> **Supplied material**
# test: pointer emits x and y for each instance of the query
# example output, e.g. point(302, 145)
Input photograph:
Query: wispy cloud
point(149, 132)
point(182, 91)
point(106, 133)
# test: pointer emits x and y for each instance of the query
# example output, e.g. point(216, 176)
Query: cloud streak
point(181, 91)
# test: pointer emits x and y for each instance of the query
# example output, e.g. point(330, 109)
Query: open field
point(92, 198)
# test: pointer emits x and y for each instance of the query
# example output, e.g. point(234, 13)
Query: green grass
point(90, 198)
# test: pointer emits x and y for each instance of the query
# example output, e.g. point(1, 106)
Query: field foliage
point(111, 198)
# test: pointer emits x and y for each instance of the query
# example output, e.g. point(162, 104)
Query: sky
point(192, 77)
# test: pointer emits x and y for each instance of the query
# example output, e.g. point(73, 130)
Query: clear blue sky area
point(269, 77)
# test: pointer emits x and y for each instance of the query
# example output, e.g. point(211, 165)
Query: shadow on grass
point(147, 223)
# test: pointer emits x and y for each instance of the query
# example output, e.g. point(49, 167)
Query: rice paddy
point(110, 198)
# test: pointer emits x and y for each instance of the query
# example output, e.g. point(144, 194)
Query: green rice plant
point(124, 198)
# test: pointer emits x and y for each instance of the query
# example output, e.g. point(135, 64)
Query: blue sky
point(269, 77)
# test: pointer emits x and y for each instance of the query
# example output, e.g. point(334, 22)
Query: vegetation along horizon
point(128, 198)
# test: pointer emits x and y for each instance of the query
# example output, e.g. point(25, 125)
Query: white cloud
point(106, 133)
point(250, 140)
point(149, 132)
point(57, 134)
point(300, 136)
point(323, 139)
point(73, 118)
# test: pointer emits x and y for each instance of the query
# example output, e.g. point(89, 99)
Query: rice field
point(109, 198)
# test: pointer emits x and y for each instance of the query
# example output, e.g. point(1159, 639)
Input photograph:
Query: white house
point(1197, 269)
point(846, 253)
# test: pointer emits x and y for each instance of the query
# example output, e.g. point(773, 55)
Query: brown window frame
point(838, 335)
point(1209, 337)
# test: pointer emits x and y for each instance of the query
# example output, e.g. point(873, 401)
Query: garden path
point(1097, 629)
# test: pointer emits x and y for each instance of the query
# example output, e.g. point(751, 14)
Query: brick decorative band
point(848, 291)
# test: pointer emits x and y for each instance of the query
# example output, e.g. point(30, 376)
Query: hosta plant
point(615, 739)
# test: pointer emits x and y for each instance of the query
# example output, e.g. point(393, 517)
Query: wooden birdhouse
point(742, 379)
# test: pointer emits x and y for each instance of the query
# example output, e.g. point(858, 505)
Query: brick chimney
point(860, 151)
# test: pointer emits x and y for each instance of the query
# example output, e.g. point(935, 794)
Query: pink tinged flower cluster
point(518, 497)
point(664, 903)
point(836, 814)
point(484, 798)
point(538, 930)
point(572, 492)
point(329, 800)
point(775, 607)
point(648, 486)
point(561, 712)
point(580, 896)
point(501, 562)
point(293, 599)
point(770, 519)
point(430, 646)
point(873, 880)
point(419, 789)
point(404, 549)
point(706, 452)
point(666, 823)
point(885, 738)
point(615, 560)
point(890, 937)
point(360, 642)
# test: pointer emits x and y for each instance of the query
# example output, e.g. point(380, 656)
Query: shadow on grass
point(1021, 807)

> **Stated goal**
Convert every line of the items above into a JSON list of strings, one string per line, skipping any blank lines.

> **Complete output**
[
  "# test: pointer emits x and y for each instance of the query",
  "# example output, e.g. point(302, 145)",
  "Input photograph:",
  "Query: wispy cloud",
  "point(149, 132)",
  "point(182, 91)",
  "point(106, 133)",
  "# test: pointer emits x and y for each instance of the query",
  "# example output, e.g. point(216, 176)",
  "Query: cloud streak",
  "point(181, 91)",
  "# test: pointer emits x and y for each instance of the query",
  "# example output, e.g. point(330, 109)",
  "Query: open field",
  "point(92, 198)",
  "# test: pointer emits x and y for each instance of the query",
  "# example output, e.g. point(234, 13)",
  "Query: green grass",
  "point(90, 198)",
  "# test: pointer emits x and y for each instance of the query",
  "# example output, e.g. point(1, 106)",
  "Query: field foliage",
  "point(111, 198)",
  "# test: pointer emits x and y for each instance of the query",
  "# example output, e.g. point(162, 104)",
  "Query: sky",
  "point(192, 77)",
  "# test: pointer emits x and y for each instance of the query",
  "# example output, e.g. point(73, 130)",
  "Query: clear blue sky area",
  "point(269, 77)",
  "# test: pointer emits x and y for each instance of the query",
  "# example output, e.g. point(211, 165)",
  "Query: shadow on grass",
  "point(147, 223)",
  "# test: pointer emits x and y for each instance of the query",
  "# example output, e.g. point(49, 167)",
  "Query: rice paddy",
  "point(110, 198)",
  "# test: pointer emits x and y for each instance of the query",
  "# example output, e.g. point(144, 194)",
  "Query: green rice plant",
  "point(124, 198)",
  "# test: pointer emits x and y for each instance of the query",
  "# example output, e.g. point(135, 64)",
  "Query: blue sky",
  "point(269, 77)",
  "# test: pointer emits x and y for each instance of the query",
  "# example output, e.g. point(334, 22)",
  "Query: vegetation along horizon",
  "point(128, 198)",
  "# test: pointer emits x and y for each instance of the query",
  "# example output, e.g. point(25, 125)",
  "Query: white cloud",
  "point(106, 133)",
  "point(250, 140)",
  "point(149, 132)",
  "point(57, 134)",
  "point(300, 136)",
  "point(323, 139)",
  "point(73, 118)",
  "# test: pointer emits x and y for each instance of the query",
  "# example output, e.g. point(89, 99)",
  "Query: rice field",
  "point(109, 198)",
  "# test: pointer emits x and y for each instance of the query",
  "# example output, e.g. point(1159, 639)",
  "Input photograph:",
  "Query: white house",
  "point(1197, 269)",
  "point(846, 253)",
  "# test: pointer emits x and y for each instance of the query",
  "# example output, e.g. point(773, 55)",
  "Query: brown window frame",
  "point(838, 335)",
  "point(1209, 337)",
  "# test: pointer emits x and y for each instance of the query",
  "# example output, e.g. point(873, 401)",
  "Query: garden path",
  "point(1097, 629)",
  "# test: pointer emits x and y for each instance of the query",
  "# example output, e.g. point(751, 14)",
  "Query: brick decorative band",
  "point(848, 291)",
  "# test: pointer emits x and y for each instance of the query",
  "# example output, e.g. point(30, 376)",
  "Query: hosta plant",
  "point(615, 739)",
  "# test: pointer emits x and y for each instance of the query",
  "# example output, e.g. point(393, 517)",
  "Query: wooden birdhouse",
  "point(742, 379)",
  "# test: pointer emits x and y for each instance of the query",
  "# example output, e.g. point(858, 505)",
  "Query: brick chimney",
  "point(860, 151)",
  "# test: pointer emits x and y for each instance of the query",
  "# example output, e.g. point(935, 794)",
  "Query: pink tinged flower cluster",
  "point(518, 497)",
  "point(664, 903)",
  "point(836, 814)",
  "point(484, 798)",
  "point(538, 930)",
  "point(572, 492)",
  "point(329, 800)",
  "point(775, 607)",
  "point(648, 486)",
  "point(561, 712)",
  "point(580, 896)",
  "point(501, 562)",
  "point(293, 599)",
  "point(770, 519)",
  "point(430, 646)",
  "point(873, 880)",
  "point(419, 789)",
  "point(404, 549)",
  "point(706, 452)",
  "point(666, 823)",
  "point(885, 738)",
  "point(615, 560)",
  "point(890, 937)",
  "point(360, 642)",
  "# test: pointer emits x and y for each instance of the query",
  "# example output, e.g. point(380, 656)",
  "Query: shadow on grass",
  "point(1021, 807)"
]